• _Your task_: Which lines in the items below contain the string "hatchback"? Copy each such line in full, treating uppercase and lowercase letters as different.

• _Records for the task_:

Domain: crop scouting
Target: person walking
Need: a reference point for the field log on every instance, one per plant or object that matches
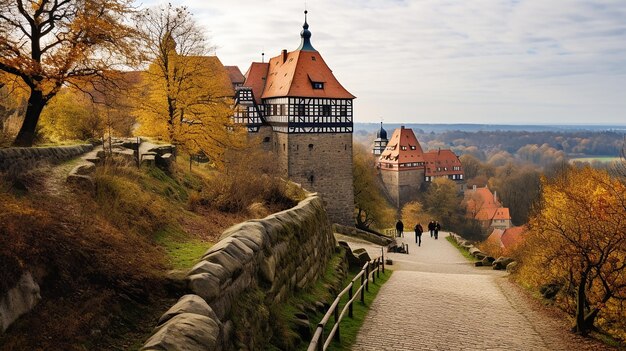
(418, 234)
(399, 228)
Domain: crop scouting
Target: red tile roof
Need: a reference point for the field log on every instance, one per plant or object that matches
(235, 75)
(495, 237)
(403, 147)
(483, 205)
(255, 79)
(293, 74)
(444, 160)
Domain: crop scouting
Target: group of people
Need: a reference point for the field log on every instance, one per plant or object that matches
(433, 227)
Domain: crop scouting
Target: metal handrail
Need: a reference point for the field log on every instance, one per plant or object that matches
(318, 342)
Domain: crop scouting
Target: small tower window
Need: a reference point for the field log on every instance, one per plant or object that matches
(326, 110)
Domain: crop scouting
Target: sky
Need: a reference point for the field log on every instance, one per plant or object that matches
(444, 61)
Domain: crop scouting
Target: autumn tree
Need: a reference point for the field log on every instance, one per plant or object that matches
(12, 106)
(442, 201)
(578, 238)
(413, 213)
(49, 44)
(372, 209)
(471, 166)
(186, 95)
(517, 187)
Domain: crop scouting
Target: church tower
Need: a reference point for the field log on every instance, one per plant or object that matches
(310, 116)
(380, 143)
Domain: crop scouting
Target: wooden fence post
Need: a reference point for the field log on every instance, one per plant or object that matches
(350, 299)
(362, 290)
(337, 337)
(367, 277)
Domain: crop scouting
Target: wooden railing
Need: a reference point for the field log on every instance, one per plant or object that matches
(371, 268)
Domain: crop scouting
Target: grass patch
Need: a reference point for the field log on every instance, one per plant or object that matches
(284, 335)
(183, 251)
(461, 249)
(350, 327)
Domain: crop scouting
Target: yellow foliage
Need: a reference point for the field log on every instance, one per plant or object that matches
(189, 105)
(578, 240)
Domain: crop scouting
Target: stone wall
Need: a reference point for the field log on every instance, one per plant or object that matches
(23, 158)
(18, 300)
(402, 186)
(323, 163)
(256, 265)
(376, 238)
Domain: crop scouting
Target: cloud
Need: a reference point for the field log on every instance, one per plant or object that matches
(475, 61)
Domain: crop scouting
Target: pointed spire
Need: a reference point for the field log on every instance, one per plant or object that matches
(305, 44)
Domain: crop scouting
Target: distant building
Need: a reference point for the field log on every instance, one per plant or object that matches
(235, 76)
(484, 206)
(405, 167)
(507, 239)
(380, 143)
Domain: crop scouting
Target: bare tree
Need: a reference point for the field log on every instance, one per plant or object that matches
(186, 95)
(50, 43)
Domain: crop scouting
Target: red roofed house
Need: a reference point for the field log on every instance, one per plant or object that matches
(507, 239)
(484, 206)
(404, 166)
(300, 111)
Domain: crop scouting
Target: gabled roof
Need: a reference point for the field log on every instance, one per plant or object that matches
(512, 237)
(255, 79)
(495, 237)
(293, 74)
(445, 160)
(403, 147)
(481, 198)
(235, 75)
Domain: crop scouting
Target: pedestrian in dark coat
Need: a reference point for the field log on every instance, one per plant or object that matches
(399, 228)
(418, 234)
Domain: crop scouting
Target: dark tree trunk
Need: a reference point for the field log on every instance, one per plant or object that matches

---

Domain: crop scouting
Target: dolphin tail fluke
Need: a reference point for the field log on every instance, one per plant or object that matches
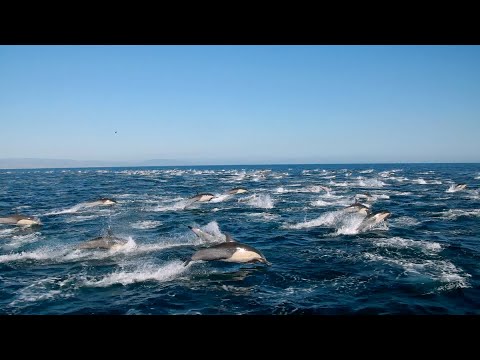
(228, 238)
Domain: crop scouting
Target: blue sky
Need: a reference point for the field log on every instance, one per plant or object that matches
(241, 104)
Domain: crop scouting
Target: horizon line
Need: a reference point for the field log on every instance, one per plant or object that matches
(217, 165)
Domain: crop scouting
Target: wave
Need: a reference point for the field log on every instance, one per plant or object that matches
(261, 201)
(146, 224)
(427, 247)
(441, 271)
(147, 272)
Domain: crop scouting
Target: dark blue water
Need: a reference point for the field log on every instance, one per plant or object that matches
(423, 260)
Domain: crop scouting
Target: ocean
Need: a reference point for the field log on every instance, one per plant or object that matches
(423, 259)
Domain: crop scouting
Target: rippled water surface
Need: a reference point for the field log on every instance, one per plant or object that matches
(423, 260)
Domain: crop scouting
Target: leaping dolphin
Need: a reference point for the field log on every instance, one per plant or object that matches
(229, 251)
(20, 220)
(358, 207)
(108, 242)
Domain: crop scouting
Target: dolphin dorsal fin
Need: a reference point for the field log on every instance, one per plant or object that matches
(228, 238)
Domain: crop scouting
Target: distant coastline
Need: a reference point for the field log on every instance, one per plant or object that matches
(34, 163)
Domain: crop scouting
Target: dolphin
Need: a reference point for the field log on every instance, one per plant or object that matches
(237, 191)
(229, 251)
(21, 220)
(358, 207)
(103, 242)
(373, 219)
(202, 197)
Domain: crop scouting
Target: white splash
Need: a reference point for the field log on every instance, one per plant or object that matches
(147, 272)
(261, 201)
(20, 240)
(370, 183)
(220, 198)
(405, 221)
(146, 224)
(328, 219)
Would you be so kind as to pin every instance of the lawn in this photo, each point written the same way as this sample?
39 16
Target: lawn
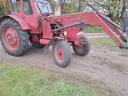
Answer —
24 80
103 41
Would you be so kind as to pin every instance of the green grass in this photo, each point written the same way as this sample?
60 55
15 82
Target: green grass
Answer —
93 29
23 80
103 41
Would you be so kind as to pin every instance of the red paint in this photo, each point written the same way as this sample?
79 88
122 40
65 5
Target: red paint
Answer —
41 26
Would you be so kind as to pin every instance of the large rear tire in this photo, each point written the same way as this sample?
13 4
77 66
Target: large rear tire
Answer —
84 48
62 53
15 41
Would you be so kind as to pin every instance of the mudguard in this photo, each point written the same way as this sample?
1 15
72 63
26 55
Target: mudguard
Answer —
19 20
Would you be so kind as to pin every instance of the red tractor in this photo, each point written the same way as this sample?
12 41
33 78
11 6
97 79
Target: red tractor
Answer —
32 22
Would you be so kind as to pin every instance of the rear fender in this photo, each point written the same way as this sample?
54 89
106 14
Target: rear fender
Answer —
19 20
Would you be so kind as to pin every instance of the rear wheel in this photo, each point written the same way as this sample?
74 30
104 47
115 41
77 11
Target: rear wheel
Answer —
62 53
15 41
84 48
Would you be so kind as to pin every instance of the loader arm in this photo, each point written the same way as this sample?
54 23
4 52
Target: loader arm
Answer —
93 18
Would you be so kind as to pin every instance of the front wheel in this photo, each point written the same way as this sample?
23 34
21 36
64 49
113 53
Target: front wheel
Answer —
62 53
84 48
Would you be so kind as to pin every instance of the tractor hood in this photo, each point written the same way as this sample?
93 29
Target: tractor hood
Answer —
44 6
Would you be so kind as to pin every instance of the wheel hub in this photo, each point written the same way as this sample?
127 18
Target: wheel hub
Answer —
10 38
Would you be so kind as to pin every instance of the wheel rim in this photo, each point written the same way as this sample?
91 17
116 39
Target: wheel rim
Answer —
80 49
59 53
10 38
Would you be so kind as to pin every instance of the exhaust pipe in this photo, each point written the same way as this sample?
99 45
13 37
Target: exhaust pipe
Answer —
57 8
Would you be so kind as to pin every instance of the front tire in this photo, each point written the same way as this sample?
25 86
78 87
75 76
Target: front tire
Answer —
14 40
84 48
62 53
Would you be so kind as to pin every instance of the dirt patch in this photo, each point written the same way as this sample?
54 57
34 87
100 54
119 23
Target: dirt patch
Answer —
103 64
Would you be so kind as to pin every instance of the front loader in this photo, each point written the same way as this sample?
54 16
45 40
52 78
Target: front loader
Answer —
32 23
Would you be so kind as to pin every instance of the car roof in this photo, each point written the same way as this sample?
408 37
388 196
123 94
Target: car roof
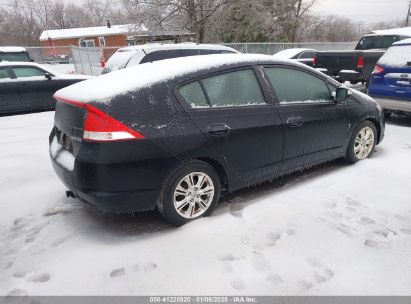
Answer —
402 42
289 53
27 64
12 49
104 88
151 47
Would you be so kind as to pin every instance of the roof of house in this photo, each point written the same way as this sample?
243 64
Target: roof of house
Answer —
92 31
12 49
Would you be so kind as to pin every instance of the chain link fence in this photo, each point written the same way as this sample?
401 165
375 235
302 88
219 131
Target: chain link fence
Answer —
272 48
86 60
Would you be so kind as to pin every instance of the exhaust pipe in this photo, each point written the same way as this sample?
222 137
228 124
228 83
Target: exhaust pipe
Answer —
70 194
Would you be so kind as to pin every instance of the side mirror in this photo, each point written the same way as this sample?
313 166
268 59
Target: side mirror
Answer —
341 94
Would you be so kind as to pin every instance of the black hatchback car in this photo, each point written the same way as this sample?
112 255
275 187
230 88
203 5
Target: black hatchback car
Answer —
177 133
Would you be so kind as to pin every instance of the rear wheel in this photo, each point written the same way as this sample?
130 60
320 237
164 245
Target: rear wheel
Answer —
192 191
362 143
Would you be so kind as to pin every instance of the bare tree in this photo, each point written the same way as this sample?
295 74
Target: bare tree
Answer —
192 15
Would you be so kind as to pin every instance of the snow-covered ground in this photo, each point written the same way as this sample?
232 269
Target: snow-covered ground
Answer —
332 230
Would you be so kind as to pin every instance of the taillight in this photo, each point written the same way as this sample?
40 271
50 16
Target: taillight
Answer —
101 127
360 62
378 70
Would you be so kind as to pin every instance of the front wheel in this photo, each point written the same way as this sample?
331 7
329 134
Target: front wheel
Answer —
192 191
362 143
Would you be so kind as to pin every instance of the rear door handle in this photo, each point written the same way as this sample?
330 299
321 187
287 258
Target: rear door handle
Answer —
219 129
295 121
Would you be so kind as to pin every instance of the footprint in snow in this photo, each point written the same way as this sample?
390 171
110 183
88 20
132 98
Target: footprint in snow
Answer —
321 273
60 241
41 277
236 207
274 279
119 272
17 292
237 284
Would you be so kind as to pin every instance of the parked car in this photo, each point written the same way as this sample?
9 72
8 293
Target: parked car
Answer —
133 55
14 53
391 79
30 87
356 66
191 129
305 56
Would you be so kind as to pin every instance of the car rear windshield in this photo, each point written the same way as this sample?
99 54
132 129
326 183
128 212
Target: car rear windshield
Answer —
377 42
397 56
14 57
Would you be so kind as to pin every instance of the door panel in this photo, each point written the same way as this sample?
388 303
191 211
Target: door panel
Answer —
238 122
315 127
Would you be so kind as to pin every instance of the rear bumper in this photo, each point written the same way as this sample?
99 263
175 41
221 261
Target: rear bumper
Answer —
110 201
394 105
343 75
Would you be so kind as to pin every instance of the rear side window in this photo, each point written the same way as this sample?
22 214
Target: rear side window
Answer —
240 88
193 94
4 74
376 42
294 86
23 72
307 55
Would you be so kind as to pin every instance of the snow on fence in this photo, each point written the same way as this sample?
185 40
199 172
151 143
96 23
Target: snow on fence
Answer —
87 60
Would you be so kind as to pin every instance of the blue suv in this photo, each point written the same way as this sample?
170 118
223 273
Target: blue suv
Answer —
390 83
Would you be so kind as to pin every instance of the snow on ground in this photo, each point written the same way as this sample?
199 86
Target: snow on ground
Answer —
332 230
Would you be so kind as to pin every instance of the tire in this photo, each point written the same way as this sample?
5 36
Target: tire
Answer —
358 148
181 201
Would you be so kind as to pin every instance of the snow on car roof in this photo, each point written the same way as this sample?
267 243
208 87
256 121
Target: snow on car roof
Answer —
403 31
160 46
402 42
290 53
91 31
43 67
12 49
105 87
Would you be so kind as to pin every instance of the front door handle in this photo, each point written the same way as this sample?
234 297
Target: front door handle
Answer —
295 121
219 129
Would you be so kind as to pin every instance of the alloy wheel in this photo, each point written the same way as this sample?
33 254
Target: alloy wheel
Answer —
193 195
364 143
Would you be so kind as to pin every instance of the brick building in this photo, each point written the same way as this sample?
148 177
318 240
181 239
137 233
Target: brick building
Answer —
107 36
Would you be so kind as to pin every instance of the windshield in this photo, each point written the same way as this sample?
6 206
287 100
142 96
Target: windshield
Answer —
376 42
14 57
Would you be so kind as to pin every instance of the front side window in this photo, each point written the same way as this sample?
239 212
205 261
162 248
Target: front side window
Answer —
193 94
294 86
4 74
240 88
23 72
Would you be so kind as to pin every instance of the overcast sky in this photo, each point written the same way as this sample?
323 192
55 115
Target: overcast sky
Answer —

• _Solution for this task_:
Would you be so kind as to pin every instance of the black hatchback car in this photo, each point written the same way as this sample?
Target: black hatchback car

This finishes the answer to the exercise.